[Extracto del documento]:

En ambos casos hay recursos públicos involucrados y es difícil que el usuario perciba la calidad efectiva de los servicios que recibe o de las políticas que buscan mejorar su situación. Esta información asimétrica hace que los mecanismos tradicionales para exigirla, como son la elección de una institución de educación superior o la votación en una elección política, sean imperfectos, por lo que las sociedades modernas los han complementado con sistemas orientados a asegurar calidad y eficiencia, fundamentalmente, los procesos de acreditación en un caso, o evaluación pública en el otro.
Las mismas deficiencias que el Gobierno ha detectado con elocuencia en las universidades, la población también las asocia con el funcionamiento de todo el sector público, por lo que ésta es una buena oportunidad para promover un fortalecimiento de la función de evaluación en la acción del Estado.

[Datos recopilados]:
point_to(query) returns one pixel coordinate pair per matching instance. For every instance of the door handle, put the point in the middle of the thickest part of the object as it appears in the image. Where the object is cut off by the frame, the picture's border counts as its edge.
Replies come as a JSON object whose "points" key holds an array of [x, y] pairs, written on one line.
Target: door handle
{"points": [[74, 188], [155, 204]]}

[Problemas y tareas]:
1. Según el extracto del documento, ¿por qué las sociedades modernas han complementado los mecanismos tradicionales con sistemas orientados a asegurar calidad y eficiencia? Responde en una a tres oraciones.
2. ¿Qué función propone fortalecer el extracto del documento en la acción del Estado?
3. Repite literalmente todo lo que va en el extracto del documento desde "Las mismas deficiencias" hasta "acción del Estado.".

[Resultados por tarea]:
1. Al usuario le resulta difícil percibir la calidad efectiva de los servicios que recibe o de las políticas que buscan mejorar su situación. Esa información asimétrica vuelve imperfectos los mecanismos tradicionales para exigir calidad, como elegir una institución de educación superior o votar en una elección política. Por eso se los ha complementado con procesos de acreditación o de evaluación pública.

2. La función de evaluación.

3.
Las mismas deficiencias que el Gobierno ha detectado con elocuencia en las universidades, la población también las asocia con el funcionamiento de todo el sector público, por lo que ésta es una buena oportunidad para promover un fortalecimiento de la función de evaluación en la acción del Estado.